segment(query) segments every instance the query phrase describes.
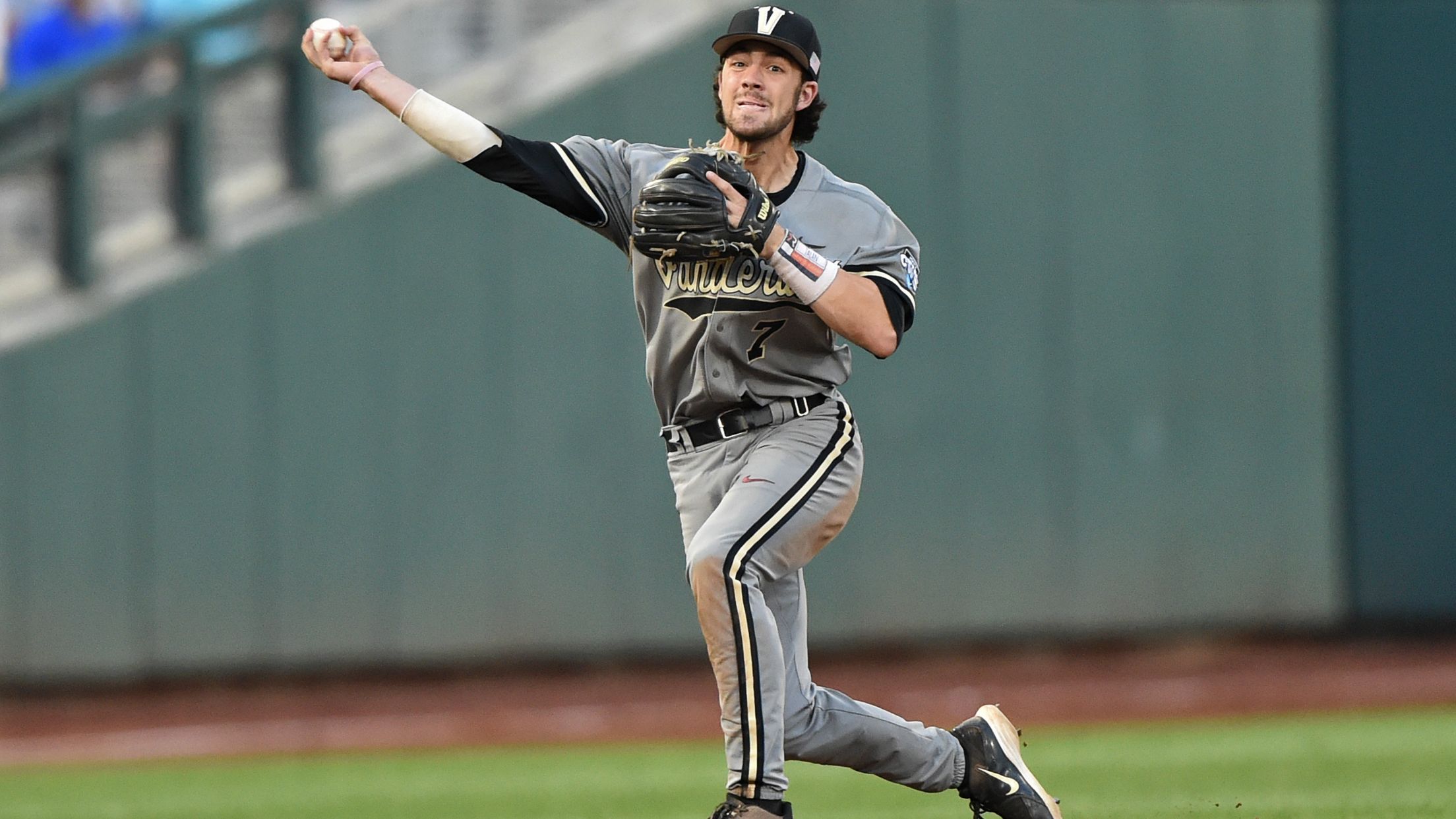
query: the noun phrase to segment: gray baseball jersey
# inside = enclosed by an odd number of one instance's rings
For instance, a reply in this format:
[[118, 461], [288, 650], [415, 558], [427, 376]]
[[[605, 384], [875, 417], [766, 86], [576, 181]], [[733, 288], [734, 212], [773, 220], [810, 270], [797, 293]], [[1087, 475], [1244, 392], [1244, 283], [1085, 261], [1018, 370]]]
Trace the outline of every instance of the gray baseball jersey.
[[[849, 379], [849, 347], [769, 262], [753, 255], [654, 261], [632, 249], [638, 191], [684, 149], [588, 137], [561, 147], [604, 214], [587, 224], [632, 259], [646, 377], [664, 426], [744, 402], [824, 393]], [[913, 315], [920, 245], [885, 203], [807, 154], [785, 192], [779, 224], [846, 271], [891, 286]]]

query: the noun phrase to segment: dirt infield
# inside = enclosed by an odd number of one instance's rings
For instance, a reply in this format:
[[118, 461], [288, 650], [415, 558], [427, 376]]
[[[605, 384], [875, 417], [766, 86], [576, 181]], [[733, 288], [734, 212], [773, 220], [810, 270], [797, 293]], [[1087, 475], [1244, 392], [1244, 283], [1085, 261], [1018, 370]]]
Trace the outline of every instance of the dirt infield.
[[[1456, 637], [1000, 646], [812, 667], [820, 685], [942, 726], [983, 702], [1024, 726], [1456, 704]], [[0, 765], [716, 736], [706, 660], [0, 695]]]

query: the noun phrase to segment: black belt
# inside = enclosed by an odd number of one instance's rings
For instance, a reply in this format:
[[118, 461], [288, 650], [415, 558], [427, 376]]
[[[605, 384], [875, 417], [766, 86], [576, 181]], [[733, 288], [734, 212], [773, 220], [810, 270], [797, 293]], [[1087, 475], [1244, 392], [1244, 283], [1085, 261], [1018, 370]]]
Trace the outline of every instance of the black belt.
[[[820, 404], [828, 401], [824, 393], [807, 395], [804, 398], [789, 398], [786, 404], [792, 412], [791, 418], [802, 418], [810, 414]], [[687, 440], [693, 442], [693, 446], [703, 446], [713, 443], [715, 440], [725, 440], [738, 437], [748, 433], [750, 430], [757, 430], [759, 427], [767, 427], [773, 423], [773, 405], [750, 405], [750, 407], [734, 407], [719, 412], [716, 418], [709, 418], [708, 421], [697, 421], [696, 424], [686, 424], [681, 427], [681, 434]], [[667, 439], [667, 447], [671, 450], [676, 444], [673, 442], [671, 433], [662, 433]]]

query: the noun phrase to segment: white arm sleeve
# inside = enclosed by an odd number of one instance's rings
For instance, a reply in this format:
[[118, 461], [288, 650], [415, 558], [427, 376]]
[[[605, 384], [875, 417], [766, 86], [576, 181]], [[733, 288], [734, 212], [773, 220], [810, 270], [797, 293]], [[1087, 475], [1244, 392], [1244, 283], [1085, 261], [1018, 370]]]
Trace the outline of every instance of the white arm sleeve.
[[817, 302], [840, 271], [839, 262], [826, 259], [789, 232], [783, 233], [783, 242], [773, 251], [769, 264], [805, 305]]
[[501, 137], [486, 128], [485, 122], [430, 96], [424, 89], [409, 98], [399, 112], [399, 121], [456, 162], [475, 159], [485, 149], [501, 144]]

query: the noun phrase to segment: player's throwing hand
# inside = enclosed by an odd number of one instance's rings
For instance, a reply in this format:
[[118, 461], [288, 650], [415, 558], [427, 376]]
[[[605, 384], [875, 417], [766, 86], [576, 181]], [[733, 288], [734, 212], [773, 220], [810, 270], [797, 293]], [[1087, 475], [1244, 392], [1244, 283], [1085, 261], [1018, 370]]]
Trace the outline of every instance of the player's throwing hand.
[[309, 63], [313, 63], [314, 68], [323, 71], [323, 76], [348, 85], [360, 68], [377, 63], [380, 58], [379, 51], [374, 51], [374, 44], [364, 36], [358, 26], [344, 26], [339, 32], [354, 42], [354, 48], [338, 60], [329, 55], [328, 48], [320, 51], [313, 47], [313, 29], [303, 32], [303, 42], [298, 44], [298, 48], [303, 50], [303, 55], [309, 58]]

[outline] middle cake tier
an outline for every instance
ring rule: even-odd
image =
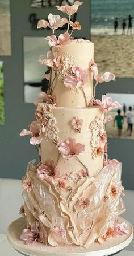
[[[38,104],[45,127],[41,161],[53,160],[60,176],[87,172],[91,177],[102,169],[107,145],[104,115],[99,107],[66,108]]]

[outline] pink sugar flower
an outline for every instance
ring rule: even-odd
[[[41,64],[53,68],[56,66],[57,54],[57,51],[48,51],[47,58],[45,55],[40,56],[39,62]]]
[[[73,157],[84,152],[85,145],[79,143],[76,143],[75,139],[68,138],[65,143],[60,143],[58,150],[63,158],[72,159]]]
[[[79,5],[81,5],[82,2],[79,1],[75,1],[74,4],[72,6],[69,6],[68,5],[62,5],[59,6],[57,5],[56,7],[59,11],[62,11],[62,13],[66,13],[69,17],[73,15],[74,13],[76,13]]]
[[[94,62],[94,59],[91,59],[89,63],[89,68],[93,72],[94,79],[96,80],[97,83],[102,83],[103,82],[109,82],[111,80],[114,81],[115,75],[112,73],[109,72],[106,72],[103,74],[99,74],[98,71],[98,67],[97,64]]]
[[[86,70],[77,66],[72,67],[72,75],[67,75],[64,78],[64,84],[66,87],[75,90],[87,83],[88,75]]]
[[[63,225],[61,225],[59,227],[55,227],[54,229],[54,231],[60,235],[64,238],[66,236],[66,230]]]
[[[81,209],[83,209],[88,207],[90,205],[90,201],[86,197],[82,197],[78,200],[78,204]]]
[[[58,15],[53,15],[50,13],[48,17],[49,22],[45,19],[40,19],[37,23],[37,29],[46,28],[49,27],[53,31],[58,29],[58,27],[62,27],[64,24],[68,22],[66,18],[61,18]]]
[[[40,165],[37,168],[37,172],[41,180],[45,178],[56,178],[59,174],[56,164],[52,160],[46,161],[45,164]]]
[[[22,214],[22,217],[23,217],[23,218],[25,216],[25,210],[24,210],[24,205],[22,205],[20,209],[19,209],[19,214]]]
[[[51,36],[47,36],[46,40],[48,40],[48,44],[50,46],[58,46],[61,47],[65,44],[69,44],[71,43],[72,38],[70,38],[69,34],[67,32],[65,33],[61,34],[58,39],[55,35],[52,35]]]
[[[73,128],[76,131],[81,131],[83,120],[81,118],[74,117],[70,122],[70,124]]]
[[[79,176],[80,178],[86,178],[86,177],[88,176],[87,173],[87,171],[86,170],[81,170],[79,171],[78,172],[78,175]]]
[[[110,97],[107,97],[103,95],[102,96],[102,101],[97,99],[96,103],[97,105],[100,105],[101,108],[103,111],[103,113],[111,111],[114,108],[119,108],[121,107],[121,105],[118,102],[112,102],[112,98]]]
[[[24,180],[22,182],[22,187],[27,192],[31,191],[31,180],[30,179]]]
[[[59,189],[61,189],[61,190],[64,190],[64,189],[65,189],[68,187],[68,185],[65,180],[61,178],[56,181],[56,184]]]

**What is being asked:** Rewrite every line of the entries above as a numbered list, skipping blank lines. Omit the pictures from your answer.

**Written reply:**
1. segment(query) segments every instance the query phrase describes.
2. query: the noun phrase to segment: gray baseball jersey
3. # inside = enclosed by an odd number of one instance's rings
4. For instance, a reply in this format:
5. [[118, 461], [288, 650], [415, 558], [427, 376]]
6. [[[605, 384], [875, 417], [766, 86], [576, 181]], [[733, 288], [734, 212], [773, 220], [810, 270], [797, 293]], [[1087, 475], [1244, 392], [1244, 283], [1085, 261], [1018, 370]]]
7. Trace the outline of every instance of the gray baseball jersey.
8. [[[849, 379], [849, 347], [769, 262], [753, 255], [654, 261], [632, 249], [638, 191], [684, 149], [588, 137], [561, 147], [604, 214], [587, 224], [632, 259], [646, 377], [664, 426], [744, 402], [824, 393]], [[913, 315], [920, 245], [885, 203], [807, 154], [785, 192], [779, 224], [846, 271], [891, 286]]]
9. query: the noun phrase to segment: dirt infield
10. # inside = enclosed by an odd number of one instance's rings
11. For instance, a reply in this format:
12. [[118, 461], [288, 650], [415, 558], [427, 376]]
13. [[[605, 384], [875, 417], [766, 86], [576, 181]], [[733, 288], [734, 212], [773, 220], [810, 270], [797, 293]], [[1087, 475], [1244, 392], [1244, 283], [1085, 261], [1018, 370]]]
14. Trace the outline of every instance of the dirt infield.
15. [[[1456, 637], [1000, 646], [812, 667], [820, 685], [942, 726], [983, 702], [1024, 726], [1456, 704]], [[0, 765], [716, 736], [706, 660], [0, 695]]]
16. query: the noun phrase to segment: black belt
17. # inside = enclosed by an odd number of one instance's rings
18. For instance, a reply in this format:
19. [[118, 461], [288, 650], [415, 558], [427, 376]]
20. [[[605, 384], [875, 417], [766, 86], [576, 181]], [[733, 288], [734, 212], [773, 220], [810, 270], [797, 293]], [[1087, 475], [1244, 392], [1244, 283], [1085, 261], [1018, 370]]]
21. Trace the outline of every instance of the black belt.
22. [[[820, 404], [828, 401], [824, 393], [807, 395], [804, 398], [789, 398], [786, 404], [792, 412], [791, 418], [802, 418], [810, 414]], [[687, 440], [693, 442], [693, 446], [703, 446], [713, 443], [715, 440], [725, 440], [738, 437], [748, 433], [750, 430], [757, 430], [759, 427], [767, 427], [773, 423], [773, 405], [750, 405], [750, 407], [734, 407], [719, 412], [716, 418], [709, 418], [708, 421], [697, 421], [696, 424], [686, 424], [681, 427], [681, 434]], [[667, 439], [667, 447], [671, 450], [676, 444], [673, 442], [671, 433], [662, 433]]]
23. query: the noun phrase to segment: white arm sleeve
24. # inside = enclosed by an odd number of one instance's rings
25. For instance, a reply in this format:
26. [[118, 461], [288, 650], [415, 558], [427, 376]]
27. [[[605, 384], [875, 417], [766, 86], [576, 181]], [[733, 288], [734, 212], [773, 220], [810, 270], [797, 293]], [[1087, 475], [1244, 392], [1244, 283], [1085, 261], [1018, 370]]]
28. Trace the outline of every instance of the white arm sleeve.
29. [[817, 302], [840, 271], [839, 262], [826, 259], [789, 232], [783, 233], [783, 242], [773, 251], [769, 264], [805, 305]]
30. [[501, 137], [486, 128], [485, 122], [430, 96], [424, 89], [409, 98], [399, 112], [399, 121], [456, 162], [475, 159], [485, 149], [501, 144]]
31. query: the noun phrase to segment: player's throwing hand
32. # inside = enclosed by an odd number of one instance's rings
33. For instance, a reply in this format:
34. [[118, 461], [288, 650], [415, 558], [427, 376]]
35. [[[605, 384], [875, 417], [766, 86], [576, 181]], [[733, 288], [734, 212], [773, 220], [810, 270], [797, 293]], [[1087, 475], [1244, 392], [1244, 283], [1085, 261], [1018, 370]]]
36. Trace the outline of every instance of the player's throwing hand.
37. [[309, 63], [313, 63], [314, 68], [323, 71], [323, 76], [348, 85], [360, 68], [377, 63], [380, 58], [379, 51], [374, 51], [374, 44], [364, 36], [358, 26], [344, 26], [339, 32], [354, 42], [354, 48], [338, 60], [329, 55], [328, 48], [320, 51], [313, 47], [313, 29], [303, 32], [303, 42], [298, 44], [298, 48], [303, 50], [303, 55], [309, 58]]
38. [outline] middle cake tier
39. an outline for every instance
40. ring rule: even-odd
41. image =
42. [[[38,104],[45,127],[41,161],[53,160],[60,176],[87,172],[91,177],[102,169],[107,145],[104,115],[99,107],[66,108]]]
43. [outline] pink sugar flower
44. an outline for every instance
45. ring rule: even-odd
46. [[[41,64],[53,68],[56,66],[57,54],[57,51],[48,51],[47,58],[45,55],[40,56],[39,62]]]
47. [[[73,157],[84,152],[85,145],[79,143],[76,143],[75,139],[68,138],[65,143],[60,143],[58,150],[63,158],[72,159]]]
48. [[[79,5],[81,5],[82,2],[79,1],[75,1],[74,4],[72,6],[69,6],[68,5],[62,5],[59,6],[57,5],[56,7],[59,11],[62,11],[62,13],[66,13],[69,17],[73,15],[74,13],[76,13]]]
49. [[[94,62],[94,59],[91,59],[89,63],[89,68],[93,72],[94,79],[96,80],[97,83],[102,83],[103,82],[109,82],[111,80],[114,81],[115,75],[112,73],[109,72],[106,72],[103,74],[99,74],[98,71],[98,67],[97,64]]]
50. [[[86,70],[77,66],[72,67],[72,75],[67,75],[64,78],[64,84],[66,87],[75,90],[87,83],[88,75]]]
51. [[[63,225],[61,225],[59,227],[55,227],[54,229],[54,231],[60,235],[64,238],[66,236],[66,230]]]
52. [[[81,209],[83,209],[88,207],[90,205],[90,201],[86,197],[82,197],[78,200],[78,204]]]
53. [[[58,15],[53,15],[50,13],[48,17],[49,22],[45,19],[40,19],[37,23],[37,29],[46,28],[49,27],[53,31],[58,29],[58,27],[62,27],[64,24],[68,22],[66,18],[61,18]]]
54. [[[40,165],[37,168],[37,172],[41,180],[45,178],[56,178],[59,174],[56,164],[52,160],[46,161],[45,164]]]
55. [[[22,214],[22,217],[23,217],[23,218],[25,216],[25,210],[24,210],[24,205],[22,205],[20,209],[19,209],[19,214]]]
56. [[[51,36],[47,36],[46,40],[48,40],[48,44],[50,46],[58,46],[61,47],[65,44],[69,44],[71,43],[72,38],[70,38],[69,34],[67,32],[65,33],[61,34],[58,39],[55,35],[52,35]]]
57. [[[73,128],[76,131],[81,131],[83,120],[81,118],[74,117],[70,122],[70,124]]]
58. [[[79,176],[80,178],[86,178],[86,177],[88,176],[87,173],[87,171],[86,170],[81,170],[79,171],[78,172],[78,175]]]
59. [[[110,97],[107,97],[103,95],[102,96],[102,101],[97,99],[96,103],[97,105],[100,105],[101,108],[103,111],[103,113],[111,111],[114,108],[119,108],[121,107],[121,105],[118,102],[112,102],[112,98]]]
60. [[[24,180],[22,182],[22,187],[27,192],[31,191],[31,180],[30,179]]]
61. [[[59,189],[61,189],[61,190],[64,190],[64,189],[65,189],[68,187],[68,185],[65,180],[61,178],[56,181],[56,184]]]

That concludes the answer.